**Entries for pointing at named objects**
- - - - - - -
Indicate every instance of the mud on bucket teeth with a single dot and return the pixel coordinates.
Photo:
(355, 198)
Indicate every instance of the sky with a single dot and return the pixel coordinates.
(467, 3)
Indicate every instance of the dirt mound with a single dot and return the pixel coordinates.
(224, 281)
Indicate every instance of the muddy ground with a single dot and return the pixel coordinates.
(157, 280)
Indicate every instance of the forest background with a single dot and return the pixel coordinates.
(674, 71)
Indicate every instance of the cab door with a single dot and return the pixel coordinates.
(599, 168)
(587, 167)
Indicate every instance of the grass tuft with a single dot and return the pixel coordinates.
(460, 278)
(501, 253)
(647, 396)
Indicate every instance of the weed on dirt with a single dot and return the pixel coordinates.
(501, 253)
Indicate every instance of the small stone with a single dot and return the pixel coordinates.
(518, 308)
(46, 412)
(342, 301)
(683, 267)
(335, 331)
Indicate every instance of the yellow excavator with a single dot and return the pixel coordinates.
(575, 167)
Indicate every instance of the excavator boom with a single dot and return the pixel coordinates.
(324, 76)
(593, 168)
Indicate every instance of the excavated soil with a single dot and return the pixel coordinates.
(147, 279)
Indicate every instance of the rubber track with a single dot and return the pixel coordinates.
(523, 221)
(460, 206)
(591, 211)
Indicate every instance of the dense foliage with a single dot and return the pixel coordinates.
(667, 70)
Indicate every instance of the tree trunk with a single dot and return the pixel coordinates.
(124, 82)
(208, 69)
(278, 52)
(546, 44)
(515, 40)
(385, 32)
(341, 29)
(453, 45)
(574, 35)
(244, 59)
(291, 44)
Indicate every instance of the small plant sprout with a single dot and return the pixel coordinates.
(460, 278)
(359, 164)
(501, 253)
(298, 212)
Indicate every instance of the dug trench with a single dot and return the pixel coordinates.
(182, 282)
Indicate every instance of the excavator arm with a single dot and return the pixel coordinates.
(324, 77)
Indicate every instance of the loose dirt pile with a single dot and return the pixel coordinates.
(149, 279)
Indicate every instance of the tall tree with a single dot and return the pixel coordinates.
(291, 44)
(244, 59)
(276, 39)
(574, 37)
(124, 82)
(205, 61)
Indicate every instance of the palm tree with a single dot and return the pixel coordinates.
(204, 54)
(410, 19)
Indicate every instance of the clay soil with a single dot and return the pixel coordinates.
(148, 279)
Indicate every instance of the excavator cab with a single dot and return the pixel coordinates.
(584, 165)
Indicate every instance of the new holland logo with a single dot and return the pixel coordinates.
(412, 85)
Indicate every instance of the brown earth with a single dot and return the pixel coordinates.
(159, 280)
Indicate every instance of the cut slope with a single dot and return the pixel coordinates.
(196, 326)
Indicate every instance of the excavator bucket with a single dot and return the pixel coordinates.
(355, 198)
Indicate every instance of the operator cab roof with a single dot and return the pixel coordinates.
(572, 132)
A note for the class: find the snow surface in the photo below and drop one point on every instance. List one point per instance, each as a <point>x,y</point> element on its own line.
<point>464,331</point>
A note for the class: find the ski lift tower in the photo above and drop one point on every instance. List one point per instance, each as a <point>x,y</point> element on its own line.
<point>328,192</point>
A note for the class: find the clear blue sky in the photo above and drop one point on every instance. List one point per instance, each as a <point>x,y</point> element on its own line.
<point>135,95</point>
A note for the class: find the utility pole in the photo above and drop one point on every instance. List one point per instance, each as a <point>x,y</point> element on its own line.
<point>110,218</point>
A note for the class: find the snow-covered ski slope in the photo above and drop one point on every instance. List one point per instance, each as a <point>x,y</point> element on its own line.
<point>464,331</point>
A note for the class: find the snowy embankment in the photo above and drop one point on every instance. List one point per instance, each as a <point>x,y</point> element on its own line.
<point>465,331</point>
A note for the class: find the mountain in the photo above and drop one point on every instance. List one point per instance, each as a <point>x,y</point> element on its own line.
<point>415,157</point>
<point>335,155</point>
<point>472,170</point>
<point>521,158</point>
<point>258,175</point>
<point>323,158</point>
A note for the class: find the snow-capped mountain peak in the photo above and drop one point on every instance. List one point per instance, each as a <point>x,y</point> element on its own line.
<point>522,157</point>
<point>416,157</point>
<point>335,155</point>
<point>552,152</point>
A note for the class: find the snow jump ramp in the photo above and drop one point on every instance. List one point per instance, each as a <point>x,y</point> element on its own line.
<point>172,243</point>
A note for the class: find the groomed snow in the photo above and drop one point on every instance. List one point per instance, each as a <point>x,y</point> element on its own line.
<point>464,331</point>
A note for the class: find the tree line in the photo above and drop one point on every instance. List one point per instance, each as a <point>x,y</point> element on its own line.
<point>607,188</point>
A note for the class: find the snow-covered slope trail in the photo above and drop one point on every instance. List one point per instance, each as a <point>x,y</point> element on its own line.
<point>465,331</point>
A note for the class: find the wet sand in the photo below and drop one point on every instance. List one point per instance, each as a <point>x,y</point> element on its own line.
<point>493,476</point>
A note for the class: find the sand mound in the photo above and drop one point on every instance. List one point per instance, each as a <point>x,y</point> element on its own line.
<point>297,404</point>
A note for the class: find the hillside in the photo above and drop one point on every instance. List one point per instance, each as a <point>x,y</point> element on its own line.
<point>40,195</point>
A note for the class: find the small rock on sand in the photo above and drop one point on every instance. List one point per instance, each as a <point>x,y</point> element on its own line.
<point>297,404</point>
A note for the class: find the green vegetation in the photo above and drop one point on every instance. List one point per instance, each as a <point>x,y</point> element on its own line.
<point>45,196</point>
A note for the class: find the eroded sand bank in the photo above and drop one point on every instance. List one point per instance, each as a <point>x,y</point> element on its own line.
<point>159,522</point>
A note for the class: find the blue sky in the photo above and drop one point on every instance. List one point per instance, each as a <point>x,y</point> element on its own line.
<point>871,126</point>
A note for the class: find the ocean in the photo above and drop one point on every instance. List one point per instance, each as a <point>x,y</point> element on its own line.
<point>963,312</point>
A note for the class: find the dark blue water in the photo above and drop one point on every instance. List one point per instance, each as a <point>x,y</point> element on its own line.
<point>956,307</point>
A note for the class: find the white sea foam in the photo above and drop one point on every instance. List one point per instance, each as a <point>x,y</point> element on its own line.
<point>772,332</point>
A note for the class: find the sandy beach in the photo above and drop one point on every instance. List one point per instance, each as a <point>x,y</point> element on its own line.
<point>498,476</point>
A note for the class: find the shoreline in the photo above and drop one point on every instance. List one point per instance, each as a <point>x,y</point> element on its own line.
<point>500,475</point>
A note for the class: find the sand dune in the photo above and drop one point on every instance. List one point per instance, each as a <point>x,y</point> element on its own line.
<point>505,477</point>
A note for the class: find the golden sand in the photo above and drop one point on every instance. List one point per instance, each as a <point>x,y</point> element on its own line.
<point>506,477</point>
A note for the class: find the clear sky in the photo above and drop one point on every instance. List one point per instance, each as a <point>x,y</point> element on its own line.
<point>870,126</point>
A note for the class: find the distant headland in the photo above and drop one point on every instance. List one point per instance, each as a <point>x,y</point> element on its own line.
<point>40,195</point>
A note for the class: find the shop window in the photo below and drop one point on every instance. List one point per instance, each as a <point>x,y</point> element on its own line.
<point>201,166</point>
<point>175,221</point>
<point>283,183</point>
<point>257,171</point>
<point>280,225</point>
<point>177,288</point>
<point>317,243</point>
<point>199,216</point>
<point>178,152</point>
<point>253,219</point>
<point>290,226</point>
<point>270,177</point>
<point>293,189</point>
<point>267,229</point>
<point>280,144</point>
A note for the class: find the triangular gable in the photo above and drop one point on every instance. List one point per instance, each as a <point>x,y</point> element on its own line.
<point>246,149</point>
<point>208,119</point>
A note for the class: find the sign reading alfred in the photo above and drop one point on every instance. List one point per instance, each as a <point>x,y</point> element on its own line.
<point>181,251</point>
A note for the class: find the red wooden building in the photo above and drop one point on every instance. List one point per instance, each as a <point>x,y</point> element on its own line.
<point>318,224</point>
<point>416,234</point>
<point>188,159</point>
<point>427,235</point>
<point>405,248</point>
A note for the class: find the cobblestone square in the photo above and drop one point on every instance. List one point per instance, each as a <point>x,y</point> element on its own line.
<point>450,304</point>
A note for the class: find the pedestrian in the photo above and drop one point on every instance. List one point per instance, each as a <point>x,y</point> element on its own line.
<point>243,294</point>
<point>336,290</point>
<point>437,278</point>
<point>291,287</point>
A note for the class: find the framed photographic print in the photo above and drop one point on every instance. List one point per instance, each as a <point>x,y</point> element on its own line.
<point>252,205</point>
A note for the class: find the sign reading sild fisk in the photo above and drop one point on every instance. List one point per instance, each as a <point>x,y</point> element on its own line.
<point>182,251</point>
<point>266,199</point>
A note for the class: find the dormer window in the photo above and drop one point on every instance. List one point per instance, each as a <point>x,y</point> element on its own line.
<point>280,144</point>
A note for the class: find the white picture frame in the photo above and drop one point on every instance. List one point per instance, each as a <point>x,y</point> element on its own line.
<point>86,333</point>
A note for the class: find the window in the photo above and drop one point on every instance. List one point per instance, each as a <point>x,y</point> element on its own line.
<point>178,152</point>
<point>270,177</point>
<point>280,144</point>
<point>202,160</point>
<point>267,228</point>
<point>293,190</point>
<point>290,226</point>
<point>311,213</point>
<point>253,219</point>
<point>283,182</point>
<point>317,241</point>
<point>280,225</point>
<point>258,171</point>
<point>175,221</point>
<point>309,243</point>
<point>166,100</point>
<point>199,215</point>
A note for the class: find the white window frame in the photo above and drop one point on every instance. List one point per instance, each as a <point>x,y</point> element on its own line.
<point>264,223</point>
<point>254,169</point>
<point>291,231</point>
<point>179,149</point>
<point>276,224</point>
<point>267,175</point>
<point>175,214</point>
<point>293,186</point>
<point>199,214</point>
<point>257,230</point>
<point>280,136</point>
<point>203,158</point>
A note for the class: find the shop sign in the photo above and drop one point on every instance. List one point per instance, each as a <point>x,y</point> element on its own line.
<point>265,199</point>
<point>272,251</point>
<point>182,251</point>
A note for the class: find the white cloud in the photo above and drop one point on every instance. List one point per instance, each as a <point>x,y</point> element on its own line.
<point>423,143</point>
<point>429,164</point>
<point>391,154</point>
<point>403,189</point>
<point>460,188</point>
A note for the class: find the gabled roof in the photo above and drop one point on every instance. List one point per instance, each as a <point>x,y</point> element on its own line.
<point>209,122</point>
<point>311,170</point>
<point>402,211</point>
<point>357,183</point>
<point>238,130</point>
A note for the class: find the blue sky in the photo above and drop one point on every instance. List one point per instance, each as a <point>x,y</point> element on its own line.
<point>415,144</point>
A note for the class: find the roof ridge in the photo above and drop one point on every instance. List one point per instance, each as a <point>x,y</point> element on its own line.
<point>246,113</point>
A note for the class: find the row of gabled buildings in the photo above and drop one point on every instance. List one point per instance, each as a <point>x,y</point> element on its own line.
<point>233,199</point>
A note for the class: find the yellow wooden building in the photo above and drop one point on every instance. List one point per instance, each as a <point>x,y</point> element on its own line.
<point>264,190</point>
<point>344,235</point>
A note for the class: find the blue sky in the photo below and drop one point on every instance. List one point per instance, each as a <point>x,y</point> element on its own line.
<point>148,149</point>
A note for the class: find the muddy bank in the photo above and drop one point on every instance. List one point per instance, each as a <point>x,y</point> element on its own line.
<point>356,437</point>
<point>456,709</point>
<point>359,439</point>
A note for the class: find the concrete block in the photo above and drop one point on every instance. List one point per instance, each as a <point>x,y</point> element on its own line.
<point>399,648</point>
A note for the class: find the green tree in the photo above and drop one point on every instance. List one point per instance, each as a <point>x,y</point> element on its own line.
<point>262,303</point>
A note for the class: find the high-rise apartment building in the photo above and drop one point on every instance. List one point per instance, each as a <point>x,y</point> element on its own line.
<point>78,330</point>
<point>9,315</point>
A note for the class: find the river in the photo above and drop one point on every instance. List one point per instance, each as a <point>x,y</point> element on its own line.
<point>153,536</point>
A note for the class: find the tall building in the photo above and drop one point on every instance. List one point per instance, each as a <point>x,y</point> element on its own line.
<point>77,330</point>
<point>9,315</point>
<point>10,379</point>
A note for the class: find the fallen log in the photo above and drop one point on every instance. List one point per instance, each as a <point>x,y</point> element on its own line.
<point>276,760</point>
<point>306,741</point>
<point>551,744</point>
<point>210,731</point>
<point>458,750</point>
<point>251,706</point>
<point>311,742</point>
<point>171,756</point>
- - - - - - -
**TASK GOAL**
Put the data from the line containing "A note for the class: find the river" through the end of the data into a two-column CSV with the header row text,answer. Each row must pair one text with its full answer, each in a single quoted field with line breaks replaced by spaces.

**FULL OUTPUT**
text,answer
"A note for the class: find the river in the photo above and drop one point on every instance. List one point per instance, each as a <point>x,y</point> element on its own line.","<point>153,536</point>"
"A note for the class: find the tall building in the photo above and drop one point on every instance. List one point per instance, each as a <point>x,y</point> element on its own line.","<point>77,330</point> <point>9,315</point> <point>10,379</point>"
"A note for the class: find the fallen log in the photo above and drop one point on every instance. List one point per instance, each as a <point>x,y</point> element on its own line.","<point>276,760</point> <point>306,741</point> <point>551,744</point> <point>210,731</point> <point>458,750</point> <point>251,706</point> <point>311,742</point> <point>171,756</point>"